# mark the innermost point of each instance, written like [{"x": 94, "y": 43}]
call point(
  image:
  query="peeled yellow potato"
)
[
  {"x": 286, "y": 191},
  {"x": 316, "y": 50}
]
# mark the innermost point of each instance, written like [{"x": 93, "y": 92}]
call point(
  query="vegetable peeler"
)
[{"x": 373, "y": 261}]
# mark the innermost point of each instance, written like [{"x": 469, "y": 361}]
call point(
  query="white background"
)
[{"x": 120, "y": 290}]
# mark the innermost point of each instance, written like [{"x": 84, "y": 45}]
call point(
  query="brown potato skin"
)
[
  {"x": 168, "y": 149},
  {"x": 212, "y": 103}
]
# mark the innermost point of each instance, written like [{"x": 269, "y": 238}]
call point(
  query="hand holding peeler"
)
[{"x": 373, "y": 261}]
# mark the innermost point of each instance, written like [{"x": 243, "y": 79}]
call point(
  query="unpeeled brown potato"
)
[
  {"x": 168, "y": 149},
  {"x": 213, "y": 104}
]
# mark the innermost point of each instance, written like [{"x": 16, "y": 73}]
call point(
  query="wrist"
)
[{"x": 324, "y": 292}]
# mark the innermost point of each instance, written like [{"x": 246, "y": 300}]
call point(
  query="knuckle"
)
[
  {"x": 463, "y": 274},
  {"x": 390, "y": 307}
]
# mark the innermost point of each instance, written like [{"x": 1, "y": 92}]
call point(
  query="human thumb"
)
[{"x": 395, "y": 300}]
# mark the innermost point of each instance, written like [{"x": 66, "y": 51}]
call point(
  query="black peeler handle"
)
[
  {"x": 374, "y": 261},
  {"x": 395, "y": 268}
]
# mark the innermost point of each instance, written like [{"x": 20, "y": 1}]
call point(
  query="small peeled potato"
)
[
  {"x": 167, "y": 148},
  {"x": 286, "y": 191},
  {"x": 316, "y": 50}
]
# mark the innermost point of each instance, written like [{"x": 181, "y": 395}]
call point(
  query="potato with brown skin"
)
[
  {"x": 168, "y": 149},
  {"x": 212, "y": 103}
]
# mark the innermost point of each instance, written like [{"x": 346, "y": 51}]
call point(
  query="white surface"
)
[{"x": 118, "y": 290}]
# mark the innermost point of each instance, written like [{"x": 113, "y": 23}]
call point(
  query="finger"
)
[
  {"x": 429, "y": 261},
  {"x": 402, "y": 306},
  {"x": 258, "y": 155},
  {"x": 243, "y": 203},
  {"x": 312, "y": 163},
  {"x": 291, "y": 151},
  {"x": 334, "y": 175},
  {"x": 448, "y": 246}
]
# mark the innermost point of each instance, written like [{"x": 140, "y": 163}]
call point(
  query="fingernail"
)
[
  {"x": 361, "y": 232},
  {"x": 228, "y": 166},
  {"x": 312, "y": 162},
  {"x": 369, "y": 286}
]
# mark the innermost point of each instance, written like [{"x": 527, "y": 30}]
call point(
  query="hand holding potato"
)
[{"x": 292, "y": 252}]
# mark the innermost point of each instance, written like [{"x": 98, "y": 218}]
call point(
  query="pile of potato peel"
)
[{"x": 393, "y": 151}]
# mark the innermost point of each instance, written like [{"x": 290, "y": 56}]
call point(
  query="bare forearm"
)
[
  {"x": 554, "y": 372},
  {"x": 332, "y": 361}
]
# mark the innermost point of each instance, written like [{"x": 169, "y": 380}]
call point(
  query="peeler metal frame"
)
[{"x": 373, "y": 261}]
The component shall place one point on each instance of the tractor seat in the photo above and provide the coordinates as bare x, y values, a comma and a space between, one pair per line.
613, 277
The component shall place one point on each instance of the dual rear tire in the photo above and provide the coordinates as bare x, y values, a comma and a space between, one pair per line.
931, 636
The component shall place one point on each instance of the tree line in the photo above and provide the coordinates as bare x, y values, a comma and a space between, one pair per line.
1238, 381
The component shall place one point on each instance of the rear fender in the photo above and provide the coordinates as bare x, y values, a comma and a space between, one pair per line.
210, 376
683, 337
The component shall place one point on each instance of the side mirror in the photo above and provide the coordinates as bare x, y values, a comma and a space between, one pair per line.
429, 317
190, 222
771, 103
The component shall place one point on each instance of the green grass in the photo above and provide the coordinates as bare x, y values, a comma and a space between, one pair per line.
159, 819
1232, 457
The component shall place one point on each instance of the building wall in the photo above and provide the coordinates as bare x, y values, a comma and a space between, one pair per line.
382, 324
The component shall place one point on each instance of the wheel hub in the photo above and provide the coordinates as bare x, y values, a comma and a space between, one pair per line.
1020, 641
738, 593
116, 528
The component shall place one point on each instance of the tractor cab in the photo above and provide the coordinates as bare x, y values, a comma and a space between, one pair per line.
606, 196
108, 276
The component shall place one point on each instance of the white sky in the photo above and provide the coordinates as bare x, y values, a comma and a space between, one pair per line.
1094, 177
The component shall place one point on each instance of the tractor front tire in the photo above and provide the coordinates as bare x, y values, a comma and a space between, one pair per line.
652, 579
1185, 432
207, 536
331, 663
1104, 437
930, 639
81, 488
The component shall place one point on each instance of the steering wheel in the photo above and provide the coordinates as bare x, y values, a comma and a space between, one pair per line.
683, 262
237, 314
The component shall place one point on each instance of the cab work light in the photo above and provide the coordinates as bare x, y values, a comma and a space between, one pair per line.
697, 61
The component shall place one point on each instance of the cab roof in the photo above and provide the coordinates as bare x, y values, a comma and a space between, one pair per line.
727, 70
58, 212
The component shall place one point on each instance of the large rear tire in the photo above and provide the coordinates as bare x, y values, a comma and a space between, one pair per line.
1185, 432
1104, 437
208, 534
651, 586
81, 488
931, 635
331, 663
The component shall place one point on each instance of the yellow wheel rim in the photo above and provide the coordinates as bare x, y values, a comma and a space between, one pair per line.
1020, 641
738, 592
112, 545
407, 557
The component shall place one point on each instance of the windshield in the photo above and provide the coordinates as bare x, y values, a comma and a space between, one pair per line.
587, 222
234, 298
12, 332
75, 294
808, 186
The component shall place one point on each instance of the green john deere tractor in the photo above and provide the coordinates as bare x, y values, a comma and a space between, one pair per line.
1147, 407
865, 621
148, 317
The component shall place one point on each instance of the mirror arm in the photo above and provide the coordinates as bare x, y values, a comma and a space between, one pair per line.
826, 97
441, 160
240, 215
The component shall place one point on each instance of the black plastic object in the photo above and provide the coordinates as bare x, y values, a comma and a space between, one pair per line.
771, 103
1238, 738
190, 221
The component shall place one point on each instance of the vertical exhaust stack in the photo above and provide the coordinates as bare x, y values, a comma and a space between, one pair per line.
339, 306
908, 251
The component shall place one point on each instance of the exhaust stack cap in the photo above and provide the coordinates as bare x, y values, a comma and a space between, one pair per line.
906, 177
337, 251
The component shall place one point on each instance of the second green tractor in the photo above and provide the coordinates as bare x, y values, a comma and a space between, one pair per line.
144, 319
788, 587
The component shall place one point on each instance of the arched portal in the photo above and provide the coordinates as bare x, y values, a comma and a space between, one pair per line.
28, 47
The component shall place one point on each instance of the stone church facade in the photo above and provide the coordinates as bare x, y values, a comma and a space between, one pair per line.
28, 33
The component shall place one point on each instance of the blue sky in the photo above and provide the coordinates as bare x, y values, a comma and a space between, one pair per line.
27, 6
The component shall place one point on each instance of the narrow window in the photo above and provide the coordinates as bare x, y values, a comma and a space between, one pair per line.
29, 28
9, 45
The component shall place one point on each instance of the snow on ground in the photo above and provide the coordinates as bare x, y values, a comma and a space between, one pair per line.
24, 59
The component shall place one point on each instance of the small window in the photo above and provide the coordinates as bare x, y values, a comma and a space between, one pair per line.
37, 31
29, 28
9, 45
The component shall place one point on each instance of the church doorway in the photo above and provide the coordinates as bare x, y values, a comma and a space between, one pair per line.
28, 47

§ **Short exercise**
Write down the full listing again, exactly.

§ **Output**
# mark the innermost point of each instance, written like [{"x": 94, "y": 43}]
call point(
  image:
  query="peeled yellow potato"
)
[
  {"x": 286, "y": 191},
  {"x": 316, "y": 50}
]
# mark the innermost point of each instance, written like [{"x": 93, "y": 92}]
call point(
  query="vegetable peeler"
)
[{"x": 373, "y": 261}]
# mark the innermost point of each instance, written like [{"x": 469, "y": 361}]
call point(
  query="white background"
)
[{"x": 120, "y": 290}]
# mark the innermost point of each instance, written like [{"x": 84, "y": 45}]
call point(
  query="brown potato skin"
)
[
  {"x": 168, "y": 149},
  {"x": 212, "y": 103}
]
# mark the innermost point of each instance, written like [{"x": 269, "y": 238}]
call point(
  query="hand holding peeler"
)
[{"x": 373, "y": 261}]
# mark the innermost point of each instance, written like [{"x": 243, "y": 79}]
call point(
  query="unpeeled brown potato"
)
[
  {"x": 168, "y": 149},
  {"x": 213, "y": 104}
]
# mark the innermost point of each instance, written like [{"x": 16, "y": 73}]
call point(
  query="wrist"
)
[{"x": 324, "y": 292}]
# mark the innermost point of each instance, written like [{"x": 246, "y": 300}]
call point(
  query="knuckle"
)
[
  {"x": 463, "y": 274},
  {"x": 390, "y": 307}
]
# mark the innermost point of each instance, written like [{"x": 1, "y": 92}]
call point(
  query="human thumb"
)
[{"x": 395, "y": 300}]
# mark the innermost point of each instance, written like [{"x": 66, "y": 51}]
call point(
  query="black peeler handle"
)
[
  {"x": 374, "y": 261},
  {"x": 395, "y": 268}
]
# mark the innermost point of each instance, written like [{"x": 20, "y": 1}]
call point(
  query="small peeled potato"
)
[
  {"x": 167, "y": 148},
  {"x": 286, "y": 191},
  {"x": 316, "y": 50}
]
# mark the innermost point of each instance, written like [{"x": 181, "y": 395}]
call point(
  query="potato with brown skin"
)
[
  {"x": 168, "y": 149},
  {"x": 212, "y": 103}
]
# mark the innermost point of each instance, written like [{"x": 346, "y": 51}]
call point(
  query="white surface"
)
[{"x": 118, "y": 290}]
# mark the innermost point of each instance, written like [{"x": 113, "y": 23}]
call point(
  query="finger"
)
[
  {"x": 429, "y": 261},
  {"x": 402, "y": 306},
  {"x": 258, "y": 155},
  {"x": 243, "y": 203},
  {"x": 312, "y": 163},
  {"x": 291, "y": 151},
  {"x": 334, "y": 175},
  {"x": 448, "y": 246}
]
# mark the innermost point of each instance, written like [{"x": 140, "y": 163}]
call point(
  query="fingernail"
)
[
  {"x": 361, "y": 232},
  {"x": 228, "y": 166},
  {"x": 312, "y": 162},
  {"x": 369, "y": 286}
]
# mark the innermost point of each instance, written like [{"x": 527, "y": 30}]
call point(
  query="hand holding potato"
)
[{"x": 292, "y": 252}]
# mark the innermost point of each instance, written like [{"x": 98, "y": 218}]
call point(
  query="pile of potato peel"
)
[{"x": 393, "y": 151}]
# mark the innermost point of each instance, written like [{"x": 290, "y": 56}]
call point(
  query="bare forearm"
)
[
  {"x": 554, "y": 372},
  {"x": 332, "y": 361}
]
# mark the innermost point of each instance, written like [{"x": 169, "y": 380}]
call point(
  query="peeler metal frame"
)
[{"x": 373, "y": 261}]
The component shall place one point on each instance of the tractor seat in the photo above and provide the coordinates as bare x, y values, a comma and a space between, one pair per line.
613, 277
The component shall place one point on each instance of the dual rear tire in the photo above and provide the coordinates as bare x, y values, a comma and a space between, one pair per line.
931, 636
The component shall place one point on each instance of the tree line in the photo above and provide the coordinates as bare x, y values, a comma and a space between, one pair per line.
1238, 381
The component shall place one point on each instance of the rear fender in the photo above and provide the coordinates as bare x, y values, a comma and a space between, one pair per line.
210, 376
683, 337
The component shall place one point on each instance of the side mirror in the photo above and provide the coordinates as bare x, y values, a comma and a space between, one pair per line.
429, 317
190, 222
771, 103
The component shall place one point on each instance of the green grass in the photo above and provide the coordinates as bare x, y values, a comma and a space between, one pair per line.
159, 819
1232, 457
The component shall place one point on each instance of the building wall in the photo above and provide the coordinates as bare x, y values, a comma and a space between, one pair per line.
382, 324
The component shall place one point on each instance of the wheel hub in the photo above and provide the coordinates as bare x, y values, a comma and a space between, one pair per line.
1020, 641
738, 593
116, 528
The component shall place one point on each instance of the tractor cab in the photo above and provide the coordinates as bare x, y values, a comma and a space between, one pair per line.
606, 196
108, 276
The component shall place one point on each instance of the white sky in the photo above and provide the coordinates as bare x, y values, a comma and a space between, one pair per line.
1094, 177
The component shall place one point on each instance of the tractor front tire in the photo above and provide the coordinates as bare x, y values, a comma and a space between, one pair per line.
652, 579
1185, 432
207, 536
331, 663
1104, 437
930, 639
81, 488
The component shall place one point on each instance of the steering wheel in the photo above and provide the coordinates as bare x, y values, a comma and a space between, one pair per line.
683, 262
237, 314
The component shall place one point on each instance of the cab work light in the photo above and provide the coordinates as bare x, y values, a comma and a space between, one pair per line.
697, 61
The component shall place one point on each instance of the cab roof in the photo above and provide the coordinates as bare x, y values, a comma and a space between, one pair per line.
727, 70
58, 212
The component shall place one point on each instance of the large rear tire in the photo above and provide the coordinates as bare x, y values, a comma and a space between, one pair per line.
1185, 432
1104, 437
208, 534
651, 586
81, 488
931, 635
331, 663
The component shall place one point on each instance of the yellow wheel rim in the photo above and provide the coordinates as bare x, y values, a comma and a space between, one pair per line.
1020, 641
738, 592
112, 545
407, 557
The component shall place one point on each instance of the windshield in the photo above and provide the coordinates as bare x, y values, a comma and a space between, one pair per line.
587, 222
234, 298
12, 332
75, 294
808, 186
The component shall place one point on each instance of the green john deere tractor in the photo above and provide the coordinates as bare x, y values, a comma and a space between, one pair per line.
1147, 407
865, 621
148, 317
The component shall place one point on each instance of the mirror arm in the photo above and provide the coordinates as bare x, y values, a comma and a space between, one pair per line.
826, 97
441, 160
240, 215
The component shall place one point on each instance of the black plastic object in the photo above and provide the coordinates as bare x, y values, a comma and a space between, one pair per line.
771, 103
1238, 738
190, 221
The component shall place one point on each instance of the vertical exhaust stack in the photo above and provide the coordinates as bare x, y values, a comma and a space between, one pair per line.
339, 306
908, 251
The component shall place one point on each instance of the exhaust stack cap in the photo above and provide the coordinates as bare x, y values, a comma and a space between, one pair per line.
906, 177
337, 251
The component shall place one point on each instance of the second green tractor in the photo above and provide the coordinates as bare x, y values, a comma and a space between, one pair per line.
144, 319
788, 587
The component shall place one point on each instance of the arched portal in the photo above and provide the coordinates as bare x, y values, a comma and a space between, one pair per line.
28, 47
The component shall place one point on each instance of the stone church facade in the photo above and provide the coordinates as bare x, y values, a comma and a space between, one pair per line.
28, 33
The component shall place one point on each instance of the blue sky in the photo above and provide the coordinates as bare x, y values, a comma and a space between, one pair per line.
27, 6
The component shall place one point on each instance of the narrow window in the photo above and provide the coordinates as bare x, y values, a comma and a space between, one pair per line.
29, 28
9, 45
The component shall place one point on each instance of the snow on ground in the photo above and provide the coordinates as bare x, y values, a comma and a space between, one pair per line.
24, 59
The component shall place one point on each instance of the small window in the photo above and provide the coordinates as bare x, y values, a comma and a space between, one pair per line.
37, 31
29, 28
9, 45
The component shall place one point on each instance of the church doorway in the photo above and provide the coordinates as bare x, y values, a comma and a space between, one pair per line.
28, 47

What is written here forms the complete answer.